• [Aim of the exercise] Take the listing below and write it out again exactly, skipping any picture that it holds.

• [Data excerpts]

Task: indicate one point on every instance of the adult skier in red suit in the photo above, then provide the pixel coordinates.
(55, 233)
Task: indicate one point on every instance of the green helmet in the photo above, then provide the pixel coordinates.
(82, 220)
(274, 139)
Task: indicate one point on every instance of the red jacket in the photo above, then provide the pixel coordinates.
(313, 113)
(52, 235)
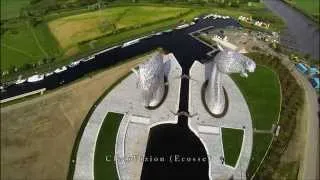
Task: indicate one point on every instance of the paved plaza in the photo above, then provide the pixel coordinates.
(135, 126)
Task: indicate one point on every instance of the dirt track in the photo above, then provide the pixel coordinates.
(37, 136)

• [The completed task]
Task: indicate one point on every instance of the adult skier in red suit in the photo above, then provide the pixel coordinates.
(55, 233)
Task: indicate one point on every instance of the green helmet in the photo above, then provide the pixel coordinates.
(82, 220)
(274, 139)
Task: indicate one point on every instance of the red jacket in the photo above, then provide the pixel coordinates.
(313, 113)
(52, 235)
Task: indicate one point on every instance of the paved plaza in the photo above, then provide the pixel coordinates.
(135, 126)
Task: indicate one point on every instance of the dirt track in the photo above, then provide the pixel coordinates.
(37, 136)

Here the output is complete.